- **REQUIREMENT**: Repeat the whole listing exactly.

::: RAW RECORDS

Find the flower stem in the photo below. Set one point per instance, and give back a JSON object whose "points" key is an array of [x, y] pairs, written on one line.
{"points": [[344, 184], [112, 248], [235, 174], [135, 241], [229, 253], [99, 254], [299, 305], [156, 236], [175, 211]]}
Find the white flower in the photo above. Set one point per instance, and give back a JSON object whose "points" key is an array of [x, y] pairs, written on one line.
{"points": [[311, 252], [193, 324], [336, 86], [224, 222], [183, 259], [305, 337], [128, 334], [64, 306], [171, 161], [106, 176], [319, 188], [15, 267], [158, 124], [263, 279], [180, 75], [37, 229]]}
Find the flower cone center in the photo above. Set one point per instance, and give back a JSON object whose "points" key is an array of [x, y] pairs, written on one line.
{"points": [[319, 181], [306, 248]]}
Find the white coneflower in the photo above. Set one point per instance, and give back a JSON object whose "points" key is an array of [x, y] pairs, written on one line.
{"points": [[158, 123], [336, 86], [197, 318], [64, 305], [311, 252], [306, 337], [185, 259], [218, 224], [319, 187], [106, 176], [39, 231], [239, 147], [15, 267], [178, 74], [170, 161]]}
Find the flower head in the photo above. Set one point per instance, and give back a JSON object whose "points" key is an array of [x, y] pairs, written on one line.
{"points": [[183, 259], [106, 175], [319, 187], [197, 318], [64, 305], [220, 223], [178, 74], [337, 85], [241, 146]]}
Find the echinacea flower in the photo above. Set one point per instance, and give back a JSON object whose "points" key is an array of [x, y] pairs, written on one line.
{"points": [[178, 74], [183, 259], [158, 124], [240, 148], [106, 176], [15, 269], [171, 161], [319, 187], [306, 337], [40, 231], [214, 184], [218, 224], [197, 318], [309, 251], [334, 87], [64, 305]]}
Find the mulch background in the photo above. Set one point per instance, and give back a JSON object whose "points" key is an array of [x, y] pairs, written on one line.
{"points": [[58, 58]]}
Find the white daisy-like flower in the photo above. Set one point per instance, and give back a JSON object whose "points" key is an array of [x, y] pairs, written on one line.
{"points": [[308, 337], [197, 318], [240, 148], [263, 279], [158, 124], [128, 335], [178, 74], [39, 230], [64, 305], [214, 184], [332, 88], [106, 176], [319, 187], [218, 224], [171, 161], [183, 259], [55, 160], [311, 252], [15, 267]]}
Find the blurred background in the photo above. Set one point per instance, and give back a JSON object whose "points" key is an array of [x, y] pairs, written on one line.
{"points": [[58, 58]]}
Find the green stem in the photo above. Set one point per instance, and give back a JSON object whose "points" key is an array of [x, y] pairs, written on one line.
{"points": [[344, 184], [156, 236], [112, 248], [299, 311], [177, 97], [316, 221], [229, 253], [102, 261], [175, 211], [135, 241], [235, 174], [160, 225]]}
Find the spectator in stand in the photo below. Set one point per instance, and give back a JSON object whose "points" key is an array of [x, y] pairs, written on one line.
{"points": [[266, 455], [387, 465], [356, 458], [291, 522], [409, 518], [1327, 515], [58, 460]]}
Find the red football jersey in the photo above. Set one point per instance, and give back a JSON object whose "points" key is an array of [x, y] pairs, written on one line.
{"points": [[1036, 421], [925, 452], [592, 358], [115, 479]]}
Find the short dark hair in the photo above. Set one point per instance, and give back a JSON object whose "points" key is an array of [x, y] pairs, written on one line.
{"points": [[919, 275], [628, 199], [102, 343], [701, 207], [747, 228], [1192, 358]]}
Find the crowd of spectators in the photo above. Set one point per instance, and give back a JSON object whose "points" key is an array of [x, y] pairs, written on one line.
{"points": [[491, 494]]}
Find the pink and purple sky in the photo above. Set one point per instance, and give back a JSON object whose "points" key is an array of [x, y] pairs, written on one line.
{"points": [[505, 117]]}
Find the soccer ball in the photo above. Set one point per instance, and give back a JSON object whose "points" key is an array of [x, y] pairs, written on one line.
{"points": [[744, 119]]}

::::::

- **THE OUTPUT**:
Find the flower stem in the photo below. Set one point per instance, and give back a JSON object whose "points" key is an array of [x, y] pairs, written on one line.
{"points": [[344, 184], [112, 248], [235, 174], [135, 241], [229, 253], [99, 254], [299, 305], [156, 236], [175, 211]]}
Find the white flower in the photo above. Set one point per instance, and give back a JSON object whose "points" key is an array of [x, y] pairs, written on one line.
{"points": [[311, 252], [193, 324], [336, 86], [224, 222], [183, 259], [305, 337], [128, 334], [64, 306], [171, 161], [106, 176], [319, 188], [15, 267], [158, 124], [263, 279], [180, 75], [37, 229]]}
Find the flower cone center in the photo above. Set one point per instance, and give back a JSON object whose "points" key is an array of [x, y] pairs, written on one line.
{"points": [[319, 181], [306, 248]]}
Find the white coneflower in the photo above. Set one point per instance, and give back a JSON object whose "points" key is an array of [x, y] pairs, written on one line.
{"points": [[158, 123], [336, 86], [197, 318], [64, 305], [311, 252], [306, 337], [185, 259], [218, 224], [319, 187], [106, 176], [39, 231], [239, 147], [15, 267], [178, 74], [170, 161]]}
Find the flower head in the photo above. Set one point per instance, and give back a JSON object whose "points" key is an array of [x, y] pairs, written on one line.
{"points": [[183, 259], [106, 175], [319, 187], [197, 318], [64, 305], [220, 223], [178, 74], [337, 85], [241, 146]]}
Find the echinacea flower in the photo above. Set one point per instance, and give back a JSON object whose "points" key is an array of [x, y] pairs, written on one line.
{"points": [[178, 74], [183, 259], [158, 124], [240, 148], [106, 176], [15, 269], [171, 161], [319, 187], [306, 337], [40, 231], [214, 184], [218, 224], [197, 318], [309, 251], [334, 87], [64, 305]]}
Find the mulch background in the photo above. Set one point per instance, and give back a JSON object whose "points" key is an array of [x, y] pairs, written on one line.
{"points": [[58, 58]]}
Find the white daisy-like flower in the photo above. Set one point per instance, and give back a JSON object whose "points" key is an array of [x, y] pairs, written on one line.
{"points": [[308, 337], [197, 318], [240, 148], [263, 279], [158, 124], [128, 335], [178, 74], [39, 230], [64, 305], [214, 184], [332, 88], [106, 176], [319, 187], [218, 224], [171, 161], [183, 259], [55, 160], [311, 252], [15, 267]]}
Find the blurred background in the photo above. Set one point per instance, and give back a JSON object whose "points" key is an array of [x, y] pairs, written on one line.
{"points": [[58, 58]]}
Find the green stem in the photo above. Set one point per instance, and give back a JSON object whose "points" key is an array of [x, y] pairs, written on one line.
{"points": [[344, 184], [156, 236], [112, 248], [299, 311], [177, 97], [316, 221], [229, 253], [102, 261], [175, 211], [135, 241], [235, 174], [160, 225]]}
Find the spectator in stand in the photo below. Set one point per instance, and give back a JSON object whose "points" key is an array of [x, y] pairs, written on one line.
{"points": [[266, 455], [387, 465], [356, 458], [291, 522], [409, 518], [1327, 515], [58, 460]]}
Find the red football jersey in the photo above. Set one point per instance, and give back a JSON object whose "points" key is an array of [x, y] pairs, written on one line.
{"points": [[1036, 421], [925, 452], [592, 358], [115, 479]]}
Find the short dark hair in the photo above. Set one point per instance, and give back a JSON object whose "points" key is an array of [x, y] pairs, written on one line.
{"points": [[919, 275], [628, 199], [102, 343], [701, 207], [747, 228], [1192, 358]]}
Find the crowd of spectators in the photo above. Set one point per instance, and give back a JSON object whose "points" key is an array of [x, y] pairs, written on one line.
{"points": [[491, 494]]}
Find the pink and purple sky in the photo above. Set one point per instance, and give back a JSON object whose "points" key is an array of [x, y] pairs, written on one line.
{"points": [[505, 117]]}
Find the soccer ball in the photo above. Set one point per instance, and give back a JSON object whose "points" key is an array of [x, y] pairs, written on one line.
{"points": [[744, 119]]}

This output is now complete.